→ Questions on the material:
1. Can you sum up the report on Botswana's Covid-19 death rate in two sentences?
2. Could you copy, word for word, the stretch of the report on Botswana's Covid-19 death rate from "Sunday Standard investigations" through "multiplied by 100."?

Extract provided START

Batswana who are infected with the Covid-19 virus are among the least likely to die from the disease in the world.
Sunday Standard investigations have revealed that at the time of going to press, Botswana with a Covid 19 Case Fatality Ration (CFR) of 0,247% was only higher than Singapore which had the lowest CFR in the world at 0,1% as at May 2020. The CFR is an index used to measure the mortality risk of COVID-19 – the likelihood that someone who catches the disease will die from it.
The World Health Organisation (WHO) uses among other indicators, the CFR which is the proportion of individuals diagnosed with a disease who die from that disease and is therefore a measure of severity among detected cases. The CFR is the number of deaths from the disease divided by the number of confirmed cases and multiplied by 100.
According to independent calculation by the Sunday Standard, Botswana has the lowest CFR in the region, followed by Namibia at 0,76 % then eSwatini at 1.8%
Information gathered by the Sunday Standard further revealed that Singapore, Botswana, Hong Kong and Namibia are the only countries in the world with a CFR of less than 1 percent.

Extract provided END
Material provided START

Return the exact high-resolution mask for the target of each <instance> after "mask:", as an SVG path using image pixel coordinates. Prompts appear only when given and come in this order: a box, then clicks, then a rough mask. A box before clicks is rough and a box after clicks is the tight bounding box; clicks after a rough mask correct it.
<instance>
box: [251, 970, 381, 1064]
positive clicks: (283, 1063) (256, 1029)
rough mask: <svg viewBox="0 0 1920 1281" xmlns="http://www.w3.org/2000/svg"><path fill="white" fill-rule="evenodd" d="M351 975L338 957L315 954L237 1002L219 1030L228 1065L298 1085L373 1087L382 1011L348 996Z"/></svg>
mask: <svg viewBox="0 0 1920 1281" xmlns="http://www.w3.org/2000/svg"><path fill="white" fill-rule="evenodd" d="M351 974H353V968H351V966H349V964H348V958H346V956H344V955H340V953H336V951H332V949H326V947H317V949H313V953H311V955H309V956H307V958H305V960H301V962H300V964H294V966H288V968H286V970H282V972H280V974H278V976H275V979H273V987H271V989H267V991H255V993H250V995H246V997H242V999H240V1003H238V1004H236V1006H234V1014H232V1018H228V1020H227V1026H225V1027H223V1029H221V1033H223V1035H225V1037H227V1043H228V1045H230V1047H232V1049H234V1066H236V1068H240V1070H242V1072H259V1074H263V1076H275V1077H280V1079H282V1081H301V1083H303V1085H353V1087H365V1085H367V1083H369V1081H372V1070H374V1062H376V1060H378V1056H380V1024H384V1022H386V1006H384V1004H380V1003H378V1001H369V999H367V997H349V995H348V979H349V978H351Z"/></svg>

Material provided END

→ Outputs in order:
1. Batswana infected with Covid-19 are among the least likely in the world to die from it, since Botswana's case fatality rate of 0,247% is higher only than Singapore's world-lowest 0,1%. By the Sunday Standard's calculation, Botswana has the lowest rate in the region, ahead of Namibia and eSwatini, and it is one of only four countries in the world, along with Singapore, Hong Kong and Namibia, with a rate below 1 percent.

2.
Sunday Standard investigations have revealed that at the time of going to press, Botswana with a Covid 19 Case Fatality Ration (CFR) of 0,247% was only higher than Singapore which had the lowest CFR in the world at 0,1% as at May 2020. The CFR is an index used to measure the mortality risk of COVID-19 – the likelihood that someone who catches the disease will die from it.
The World Health Organisation (WHO) uses among other indicators, the CFR which is the proportion of individuals diagnosed with a disease who die from that disease and is therefore a measure of severity among detected cases. The CFR is the number of deaths from the disease divided by the number of confirmed cases and multiplied by 100.